==== SOURCE RECORDS ====

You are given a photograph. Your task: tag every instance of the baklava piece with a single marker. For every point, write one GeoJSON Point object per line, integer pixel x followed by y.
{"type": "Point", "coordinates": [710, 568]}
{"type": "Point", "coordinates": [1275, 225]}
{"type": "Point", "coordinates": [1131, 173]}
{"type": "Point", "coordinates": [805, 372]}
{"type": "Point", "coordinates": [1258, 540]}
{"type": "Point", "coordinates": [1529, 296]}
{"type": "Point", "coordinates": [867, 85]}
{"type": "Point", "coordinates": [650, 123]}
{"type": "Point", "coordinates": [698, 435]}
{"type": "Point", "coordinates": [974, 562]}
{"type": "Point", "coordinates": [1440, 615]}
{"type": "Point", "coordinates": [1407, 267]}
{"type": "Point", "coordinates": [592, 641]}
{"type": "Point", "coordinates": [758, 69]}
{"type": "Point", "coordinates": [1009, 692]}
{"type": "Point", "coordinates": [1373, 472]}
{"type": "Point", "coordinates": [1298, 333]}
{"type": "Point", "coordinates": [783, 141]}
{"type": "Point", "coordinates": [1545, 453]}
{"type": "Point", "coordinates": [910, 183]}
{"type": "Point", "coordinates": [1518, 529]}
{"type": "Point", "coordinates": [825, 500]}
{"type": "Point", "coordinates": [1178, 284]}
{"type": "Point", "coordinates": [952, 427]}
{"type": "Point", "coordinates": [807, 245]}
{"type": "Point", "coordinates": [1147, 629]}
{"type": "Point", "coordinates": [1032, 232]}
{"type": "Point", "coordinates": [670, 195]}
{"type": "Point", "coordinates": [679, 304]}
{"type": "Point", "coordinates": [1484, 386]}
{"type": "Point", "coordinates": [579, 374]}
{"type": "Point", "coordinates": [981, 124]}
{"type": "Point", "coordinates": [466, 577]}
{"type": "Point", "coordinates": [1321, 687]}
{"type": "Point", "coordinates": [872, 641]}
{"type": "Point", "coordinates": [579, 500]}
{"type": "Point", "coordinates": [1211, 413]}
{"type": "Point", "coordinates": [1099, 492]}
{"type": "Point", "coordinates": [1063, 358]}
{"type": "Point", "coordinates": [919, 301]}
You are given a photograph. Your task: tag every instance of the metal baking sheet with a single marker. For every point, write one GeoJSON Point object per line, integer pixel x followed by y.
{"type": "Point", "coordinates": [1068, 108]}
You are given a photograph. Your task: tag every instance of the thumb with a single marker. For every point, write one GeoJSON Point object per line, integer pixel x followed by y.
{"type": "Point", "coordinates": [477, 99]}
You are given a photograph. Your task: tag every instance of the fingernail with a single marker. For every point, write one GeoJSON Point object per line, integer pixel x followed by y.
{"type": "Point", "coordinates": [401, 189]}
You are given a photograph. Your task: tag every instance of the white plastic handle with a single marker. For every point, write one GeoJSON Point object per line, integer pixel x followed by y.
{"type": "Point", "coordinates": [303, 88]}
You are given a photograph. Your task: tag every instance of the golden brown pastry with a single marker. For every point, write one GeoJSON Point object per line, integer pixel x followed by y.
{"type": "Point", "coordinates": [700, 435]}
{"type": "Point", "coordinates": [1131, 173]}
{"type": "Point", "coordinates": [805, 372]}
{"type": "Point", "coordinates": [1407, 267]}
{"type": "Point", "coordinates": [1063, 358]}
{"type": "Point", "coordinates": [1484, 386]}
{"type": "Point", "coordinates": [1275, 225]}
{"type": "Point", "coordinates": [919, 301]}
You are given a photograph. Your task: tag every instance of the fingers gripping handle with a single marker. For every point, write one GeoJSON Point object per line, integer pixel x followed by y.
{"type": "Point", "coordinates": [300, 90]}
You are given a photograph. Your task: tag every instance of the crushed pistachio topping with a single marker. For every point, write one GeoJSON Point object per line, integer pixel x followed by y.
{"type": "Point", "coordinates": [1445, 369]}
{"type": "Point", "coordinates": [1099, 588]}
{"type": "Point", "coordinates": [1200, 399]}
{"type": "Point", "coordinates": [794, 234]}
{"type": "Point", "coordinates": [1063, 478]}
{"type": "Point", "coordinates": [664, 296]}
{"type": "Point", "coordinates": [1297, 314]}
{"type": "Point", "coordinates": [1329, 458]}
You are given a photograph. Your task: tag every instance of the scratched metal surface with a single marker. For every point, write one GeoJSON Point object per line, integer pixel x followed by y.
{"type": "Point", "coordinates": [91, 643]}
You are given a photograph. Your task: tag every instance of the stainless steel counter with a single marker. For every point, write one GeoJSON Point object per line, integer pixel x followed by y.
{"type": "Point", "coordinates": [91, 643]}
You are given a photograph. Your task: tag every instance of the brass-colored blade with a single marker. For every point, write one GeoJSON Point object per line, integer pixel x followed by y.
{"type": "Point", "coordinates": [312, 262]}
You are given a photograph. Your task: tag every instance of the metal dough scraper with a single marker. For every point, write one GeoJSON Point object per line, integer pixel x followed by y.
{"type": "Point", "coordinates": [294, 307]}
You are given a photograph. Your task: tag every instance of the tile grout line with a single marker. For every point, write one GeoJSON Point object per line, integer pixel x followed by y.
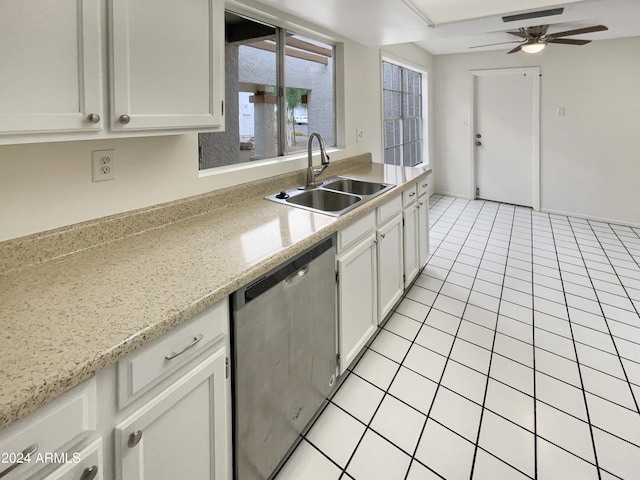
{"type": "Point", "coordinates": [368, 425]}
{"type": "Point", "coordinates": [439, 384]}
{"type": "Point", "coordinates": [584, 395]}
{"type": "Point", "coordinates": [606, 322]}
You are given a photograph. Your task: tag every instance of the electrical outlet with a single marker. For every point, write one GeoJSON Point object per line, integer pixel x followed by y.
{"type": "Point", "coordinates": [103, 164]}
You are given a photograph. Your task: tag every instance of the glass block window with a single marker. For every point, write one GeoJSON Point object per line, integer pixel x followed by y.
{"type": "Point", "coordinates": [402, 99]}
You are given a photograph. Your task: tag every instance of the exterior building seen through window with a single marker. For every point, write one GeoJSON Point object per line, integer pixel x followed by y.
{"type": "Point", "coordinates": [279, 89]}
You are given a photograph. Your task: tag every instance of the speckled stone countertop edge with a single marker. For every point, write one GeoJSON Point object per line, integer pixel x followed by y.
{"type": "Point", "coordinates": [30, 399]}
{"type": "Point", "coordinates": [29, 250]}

====

### [GIVEN INSTRUCTION]
Print each of the records above exactly as written, leaving no picture in the copy.

### [EXERCISE SOLUTION]
You are given a photograph. Your task: tag every instance of the baklava piece with a single marker. For every point, write one GeoJSON Point object per line, integer pixel x followed by y.
{"type": "Point", "coordinates": [710, 568]}
{"type": "Point", "coordinates": [1275, 225]}
{"type": "Point", "coordinates": [1131, 173]}
{"type": "Point", "coordinates": [805, 372]}
{"type": "Point", "coordinates": [1258, 540]}
{"type": "Point", "coordinates": [1529, 296]}
{"type": "Point", "coordinates": [867, 85]}
{"type": "Point", "coordinates": [650, 123]}
{"type": "Point", "coordinates": [698, 435]}
{"type": "Point", "coordinates": [974, 562]}
{"type": "Point", "coordinates": [1440, 615]}
{"type": "Point", "coordinates": [1407, 267]}
{"type": "Point", "coordinates": [592, 641]}
{"type": "Point", "coordinates": [758, 69]}
{"type": "Point", "coordinates": [1009, 692]}
{"type": "Point", "coordinates": [1373, 472]}
{"type": "Point", "coordinates": [1298, 333]}
{"type": "Point", "coordinates": [783, 141]}
{"type": "Point", "coordinates": [1545, 453]}
{"type": "Point", "coordinates": [910, 183]}
{"type": "Point", "coordinates": [1518, 529]}
{"type": "Point", "coordinates": [825, 500]}
{"type": "Point", "coordinates": [1178, 284]}
{"type": "Point", "coordinates": [952, 427]}
{"type": "Point", "coordinates": [807, 245]}
{"type": "Point", "coordinates": [1147, 629]}
{"type": "Point", "coordinates": [1032, 232]}
{"type": "Point", "coordinates": [670, 195]}
{"type": "Point", "coordinates": [679, 304]}
{"type": "Point", "coordinates": [1484, 386]}
{"type": "Point", "coordinates": [579, 374]}
{"type": "Point", "coordinates": [981, 124]}
{"type": "Point", "coordinates": [466, 577]}
{"type": "Point", "coordinates": [1321, 687]}
{"type": "Point", "coordinates": [872, 641]}
{"type": "Point", "coordinates": [579, 500]}
{"type": "Point", "coordinates": [1211, 413]}
{"type": "Point", "coordinates": [1099, 492]}
{"type": "Point", "coordinates": [1063, 358]}
{"type": "Point", "coordinates": [919, 301]}
You are given a photograph. Your task: tag every instance of the metal baking sheet with a single marker. For every point, write one GeoJSON Point object per line, integer pixel x followed by y.
{"type": "Point", "coordinates": [1068, 108]}
You are given a photograph. Your task: tag every instance of the thumb with a single marker. For every point, write one GeoJSON Point object per line, integer pixel x followed by y.
{"type": "Point", "coordinates": [477, 99]}
You are given a photograph. Your task: tag every instance of the fingernail with a single marker. For every point, write one GeoJSON Point object per line, integer pixel x followed by y.
{"type": "Point", "coordinates": [401, 189]}
You are given a photograph. Your task: tag every instance of the white plastic handle with a single marker. For every point, write one GeoJSON Point object per line, integer pixel x followed by y.
{"type": "Point", "coordinates": [303, 88]}
You are given a photograph. Your task: tag every instance of the golden brown pastry with a single marker. For every point, write one GeoJSON Point object per line, integer pixel x followed by y.
{"type": "Point", "coordinates": [700, 435]}
{"type": "Point", "coordinates": [1131, 173]}
{"type": "Point", "coordinates": [805, 372]}
{"type": "Point", "coordinates": [1407, 267]}
{"type": "Point", "coordinates": [1063, 358]}
{"type": "Point", "coordinates": [1484, 386]}
{"type": "Point", "coordinates": [1275, 225]}
{"type": "Point", "coordinates": [919, 301]}
You are given a photograph. Your task: tag every instance of the fingers gripping handle with a single marker. For every point, write one GeoJSON Point object per line, integer pixel x followed by y.
{"type": "Point", "coordinates": [300, 90]}
You are given a photograph. Your task: tag every instance of the crushed pistachio topping with a single marker. For every point, write one GeoJSON Point object per line, integer pixel x followed by y.
{"type": "Point", "coordinates": [1445, 369]}
{"type": "Point", "coordinates": [1099, 588]}
{"type": "Point", "coordinates": [1200, 399]}
{"type": "Point", "coordinates": [794, 234]}
{"type": "Point", "coordinates": [1063, 478]}
{"type": "Point", "coordinates": [664, 296]}
{"type": "Point", "coordinates": [1297, 314]}
{"type": "Point", "coordinates": [1329, 458]}
You are given a photograph. Your task: tag every instance of the scratched metal surface with a single marker. For every point, write one GeoJSON Point object per line, integer pixel x followed by y.
{"type": "Point", "coordinates": [91, 643]}
You are given a photograph. Your task: tag every instance of the stainless steel counter with a single marker. For every point, write one GeoJSON Point object per line, integer pixel x followed by y.
{"type": "Point", "coordinates": [91, 643]}
You are given a photograph. Your task: tag every instance of the brass-colored blade with a single marker. For every point, write one GeoJSON Point object per line, integer pixel x followed by y.
{"type": "Point", "coordinates": [312, 262]}
You are given a photograph. Your task: tag every instance of the metal dough scraper with a single marker. For every point, write one GeoJSON Point object per line, integer pixel x followed by y.
{"type": "Point", "coordinates": [294, 307]}
You are given a photograph. Your task: tag every instance of the tile grout line with a single marker. For every point, write one GeoJSON Point object per line, integer pixel x followed by y.
{"type": "Point", "coordinates": [368, 425]}
{"type": "Point", "coordinates": [439, 384]}
{"type": "Point", "coordinates": [584, 395]}
{"type": "Point", "coordinates": [606, 322]}
You are given a photograph. Your task: tag every instance of the electrical outlet with a single marker. For every point, write one GeoJSON Point object per line, integer pixel x followed by y.
{"type": "Point", "coordinates": [103, 164]}
You are given a photograph. Your task: tag every instance of the glass block window with a single marker. For every point, write one GeoJSON Point object per line, integer pixel x followed by y.
{"type": "Point", "coordinates": [402, 99]}
You are given a photograph. Your task: tag every instance of the exterior building seen through window with a single marker. For every point, write one GeoJSON Point object per line, integer pixel x followed by y.
{"type": "Point", "coordinates": [279, 89]}
You are given a photograph. Your task: tag every instance of the speckled stone countertop edge with a single marker. For every point, write one GeoJSON Point object per line, integer pixel x followed by y.
{"type": "Point", "coordinates": [30, 399]}
{"type": "Point", "coordinates": [29, 250]}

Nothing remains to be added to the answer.